## INFORMATION PROVIDED
====================

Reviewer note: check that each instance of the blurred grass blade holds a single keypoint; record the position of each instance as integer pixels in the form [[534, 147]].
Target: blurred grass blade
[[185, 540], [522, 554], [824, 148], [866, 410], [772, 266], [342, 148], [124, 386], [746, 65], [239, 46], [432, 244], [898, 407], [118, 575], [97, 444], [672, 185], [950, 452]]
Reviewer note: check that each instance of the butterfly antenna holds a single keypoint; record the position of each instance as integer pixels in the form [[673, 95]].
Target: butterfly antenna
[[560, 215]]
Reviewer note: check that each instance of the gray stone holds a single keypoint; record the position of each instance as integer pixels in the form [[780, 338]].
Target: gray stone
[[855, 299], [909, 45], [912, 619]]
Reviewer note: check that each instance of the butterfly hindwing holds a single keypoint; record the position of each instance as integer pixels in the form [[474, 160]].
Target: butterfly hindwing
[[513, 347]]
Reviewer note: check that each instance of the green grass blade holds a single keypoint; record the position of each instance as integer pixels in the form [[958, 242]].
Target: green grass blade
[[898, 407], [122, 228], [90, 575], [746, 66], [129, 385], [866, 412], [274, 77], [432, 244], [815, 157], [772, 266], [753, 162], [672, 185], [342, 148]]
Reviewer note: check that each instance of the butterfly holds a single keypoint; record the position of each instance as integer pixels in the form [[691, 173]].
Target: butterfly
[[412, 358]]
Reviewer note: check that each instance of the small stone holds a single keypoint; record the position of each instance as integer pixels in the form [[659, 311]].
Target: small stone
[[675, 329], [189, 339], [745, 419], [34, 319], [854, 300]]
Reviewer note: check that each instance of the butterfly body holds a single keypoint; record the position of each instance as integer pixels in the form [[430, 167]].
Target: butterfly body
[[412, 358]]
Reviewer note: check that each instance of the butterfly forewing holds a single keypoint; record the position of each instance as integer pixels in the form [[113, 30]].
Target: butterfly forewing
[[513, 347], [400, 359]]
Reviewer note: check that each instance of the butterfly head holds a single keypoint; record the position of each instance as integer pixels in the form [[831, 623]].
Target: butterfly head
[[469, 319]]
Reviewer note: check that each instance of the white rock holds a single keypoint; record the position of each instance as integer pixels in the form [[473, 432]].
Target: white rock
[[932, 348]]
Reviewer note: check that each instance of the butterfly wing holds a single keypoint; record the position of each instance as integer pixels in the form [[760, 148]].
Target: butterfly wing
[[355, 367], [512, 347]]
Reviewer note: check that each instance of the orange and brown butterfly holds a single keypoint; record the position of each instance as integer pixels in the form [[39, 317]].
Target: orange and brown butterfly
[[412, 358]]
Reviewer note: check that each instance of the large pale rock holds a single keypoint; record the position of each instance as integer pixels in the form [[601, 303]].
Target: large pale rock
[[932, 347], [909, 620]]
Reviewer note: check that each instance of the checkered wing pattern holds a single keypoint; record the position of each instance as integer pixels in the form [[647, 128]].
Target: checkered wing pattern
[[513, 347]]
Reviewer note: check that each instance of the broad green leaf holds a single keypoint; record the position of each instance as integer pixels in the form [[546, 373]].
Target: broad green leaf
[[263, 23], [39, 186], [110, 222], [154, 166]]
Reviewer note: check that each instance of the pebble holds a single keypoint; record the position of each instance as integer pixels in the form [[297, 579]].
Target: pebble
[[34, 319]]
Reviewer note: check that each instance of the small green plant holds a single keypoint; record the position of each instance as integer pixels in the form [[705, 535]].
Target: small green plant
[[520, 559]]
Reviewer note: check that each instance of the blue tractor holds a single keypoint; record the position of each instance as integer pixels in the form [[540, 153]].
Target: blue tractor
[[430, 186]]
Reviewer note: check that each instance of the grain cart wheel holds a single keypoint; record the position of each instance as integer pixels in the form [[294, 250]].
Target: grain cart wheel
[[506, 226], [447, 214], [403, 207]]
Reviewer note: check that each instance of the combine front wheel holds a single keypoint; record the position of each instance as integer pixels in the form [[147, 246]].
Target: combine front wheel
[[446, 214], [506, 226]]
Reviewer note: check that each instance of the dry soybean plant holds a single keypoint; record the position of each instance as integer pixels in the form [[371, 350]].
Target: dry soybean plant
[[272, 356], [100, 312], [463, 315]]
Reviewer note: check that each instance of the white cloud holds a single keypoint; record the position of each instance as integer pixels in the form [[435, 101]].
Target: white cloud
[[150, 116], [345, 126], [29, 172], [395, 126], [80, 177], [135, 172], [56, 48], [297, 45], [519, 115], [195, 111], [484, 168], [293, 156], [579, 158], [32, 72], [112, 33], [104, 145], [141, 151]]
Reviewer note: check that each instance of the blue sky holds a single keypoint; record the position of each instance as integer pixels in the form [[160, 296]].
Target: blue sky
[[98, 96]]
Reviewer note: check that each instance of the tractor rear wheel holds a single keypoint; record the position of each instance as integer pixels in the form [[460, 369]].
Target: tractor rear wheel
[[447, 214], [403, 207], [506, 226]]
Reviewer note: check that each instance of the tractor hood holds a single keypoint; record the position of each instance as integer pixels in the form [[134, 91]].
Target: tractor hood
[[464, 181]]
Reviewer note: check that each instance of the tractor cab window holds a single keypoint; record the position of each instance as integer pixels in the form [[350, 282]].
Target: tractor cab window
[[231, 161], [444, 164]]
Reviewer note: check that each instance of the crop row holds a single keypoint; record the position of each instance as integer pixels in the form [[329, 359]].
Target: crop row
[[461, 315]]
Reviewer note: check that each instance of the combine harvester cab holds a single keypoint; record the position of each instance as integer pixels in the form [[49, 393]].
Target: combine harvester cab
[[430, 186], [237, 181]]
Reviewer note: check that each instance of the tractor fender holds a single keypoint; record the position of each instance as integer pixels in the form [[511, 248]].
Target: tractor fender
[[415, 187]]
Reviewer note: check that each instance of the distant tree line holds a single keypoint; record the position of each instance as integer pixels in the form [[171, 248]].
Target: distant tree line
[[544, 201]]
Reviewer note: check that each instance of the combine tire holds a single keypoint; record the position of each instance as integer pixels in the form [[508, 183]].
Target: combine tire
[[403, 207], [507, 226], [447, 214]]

====================

## TASK OBJECTIVE
Go through the data above and copy all of it exactly.

## SOLUTION TO THE EXERCISE
Reviewer note: check that each instance of the blurred grass blade holds a single keypoint; record the position of each instance as integer pixels in the form [[534, 147]].
Target: blurred grass blade
[[185, 540], [522, 554], [824, 148], [866, 410], [772, 266], [342, 148], [124, 386], [746, 65], [239, 46], [432, 244], [898, 407], [118, 575], [97, 444], [672, 185], [950, 452]]
Reviewer note: check that each instance of the butterfly antenna holds a single keypoint; record the position of each instance as integer pixels in the form [[673, 95]].
Target: butterfly antenna
[[560, 215]]
Reviewer note: check that each instance of the gray stone holds a single keypoint; record the position of each instance as integer pixels in the form [[780, 338]].
Target: gray stone
[[855, 299], [909, 45], [912, 619]]
Reviewer note: check that each instance of the butterfly hindwing holds a single keypoint; record the position of each instance as integer pixels in the form [[474, 160]].
Target: butterfly hindwing
[[513, 347]]
Reviewer note: check that each instance of the green grass blade holds a single keypoint; record the position of each instance as integer pixels in the form [[958, 242]].
Target: green grass blade
[[898, 407], [122, 228], [90, 575], [746, 66], [129, 385], [866, 412], [274, 77], [432, 244], [815, 157], [772, 266], [753, 162], [672, 185], [342, 148]]
Reviewer note: check that each instance of the butterfly holds a single keypoint; record the position of each instance as integer pixels in the form [[691, 173]].
Target: butterfly
[[412, 358]]
Reviewer note: check that each instance of the small stone holds a single keypoint; record the position of each instance as integer pixels in the form [[659, 311]].
Target: small stone
[[675, 329], [189, 339], [745, 419], [34, 319], [854, 300]]
Reviewer note: check that each instance of the butterfly body holds a single keypoint; record the position of each instance as integer pixels in the form [[430, 167]].
Target: butterfly body
[[412, 358]]
Reviewer note: check that each instance of the butterfly forewing holds a single keypoint; record the position of each instance as integer pixels in the form [[113, 30]].
Target: butterfly forewing
[[513, 347], [400, 359]]
Reviewer note: check that each instance of the butterfly head holds a single keypoint; record the position of each instance as integer pixels in the form [[831, 623]].
Target: butterfly head
[[469, 319]]
Reviewer note: check that each instance of the white rock holds a single keypoint; record the position of each instance as integer pixels in the form [[473, 432]].
Target: white rock
[[932, 348]]
Reviewer note: check that each instance of the butterfly wing holds a single keypoint; record the position of each instance as integer pixels in the form [[760, 148]].
Target: butterfly wing
[[355, 367], [512, 347]]
Reviewer note: check that each instance of the orange and brown butterfly holds a single keypoint; record the position of each instance as integer pixels in the form [[39, 317]].
Target: orange and brown butterfly
[[412, 358]]
Reviewer note: check that each instance of the large pale rock holds a single keypoint; record the position of each instance as integer pixels in the form [[601, 303]].
Target: large pale rock
[[932, 347], [909, 620]]
Reviewer note: check that each instance of the checkered wing pattern holds a single keypoint; record the position of each instance as integer pixels in the form [[647, 128]].
Target: checkered wing pattern
[[513, 347]]
Reviewer note: check that each instance of the broad green leaf holds a single keypoint; record the position of each instance as integer pixels in the form [[546, 373]].
Target: broad green leaf
[[263, 23], [39, 186], [110, 222], [154, 166]]
Reviewer note: check that each instance of the pebble holds a single keypoint; record the position of each instance as integer pixels in the form [[297, 579]].
Target: pebble
[[34, 319]]
Reviewer note: check that each instance of the small green plant holds a single keypoint; record the position of each instance as integer pixels in the form [[705, 535]].
Target: small green plant
[[520, 559]]
Reviewer note: check that each instance of the blue tractor holds a single keypoint; record the position of each instance as integer pixels in the form [[540, 153]].
Target: blue tractor
[[430, 186]]
Reviewer note: check that each instance of the grain cart wheel holds a single keypoint; record the position of each instance as integer pixels in the form [[294, 250]].
Target: grain cart wheel
[[506, 226], [447, 214], [403, 207]]
Reviewer note: check that each instance of the combine front wheel holds a single keypoint; record the position of each instance as integer pixels in the form [[147, 246]].
Target: combine front wheel
[[446, 214], [506, 226]]
Reviewer note: check that each instance of the dry soybean plant holds a single keypoint; record the position of each instance as integer pixels in the form [[371, 350]].
Target: dry soybean plant
[[272, 356], [100, 312], [463, 315]]
Reviewer note: check that each instance of the white cloud holds a single keypoint; record the position of each instance as integer pixels in the form [[435, 101]].
Target: white cloud
[[150, 116], [345, 126], [29, 172], [395, 126], [80, 177], [135, 172], [56, 48], [297, 45], [519, 115], [195, 111], [484, 168], [293, 156], [579, 158], [32, 72], [112, 33], [104, 145], [141, 151]]
Reviewer note: check that each instance of the blue sky holds a single keypoint; record the position of each instance as integer pixels in the form [[160, 296]].
Target: blue sky
[[98, 96]]
Reviewer note: check that each instance of the tractor rear wheel holds a single keypoint; record the position of each instance as integer pixels in the form [[460, 369]].
Target: tractor rear wheel
[[447, 214], [403, 207], [506, 226]]
Reviewer note: check that each instance of the tractor hood holds a single keypoint; record the position of each instance as integer pixels in the form [[134, 91]].
Target: tractor hood
[[464, 181]]
Reviewer note: check that each instance of the tractor cab window holds a single keypoint; record the position of each instance as integer pixels in the form [[350, 282]].
Target: tractor cab window
[[231, 161], [444, 164]]
Reviewer note: check that each instance of the crop row holds a single keypoint; record the position of each instance as integer pixels in the form [[329, 359]].
Target: crop row
[[461, 315]]
Reviewer note: check that each instance of the combine harvester cab holds a single keypoint; record the position of each instance as integer pixels in the form [[49, 393]].
Target: combine harvester cab
[[430, 186], [237, 181]]
Reviewer note: check that each instance of the tractor fender holds a single keypoint; record the position of each instance as integer pixels in the form [[511, 248]].
Target: tractor fender
[[415, 187]]
Reviewer note: check that each instance of the distant tree line holds a single keypoint; record the position of each instance as integer pixels in the form [[171, 248]].
Target: distant tree line
[[544, 201]]
Reviewer note: check that each instance of the combine tire holds a single keypoint; record the position of each instance as integer pixels in the form [[508, 183]].
Target: combine tire
[[403, 207], [507, 226], [447, 214]]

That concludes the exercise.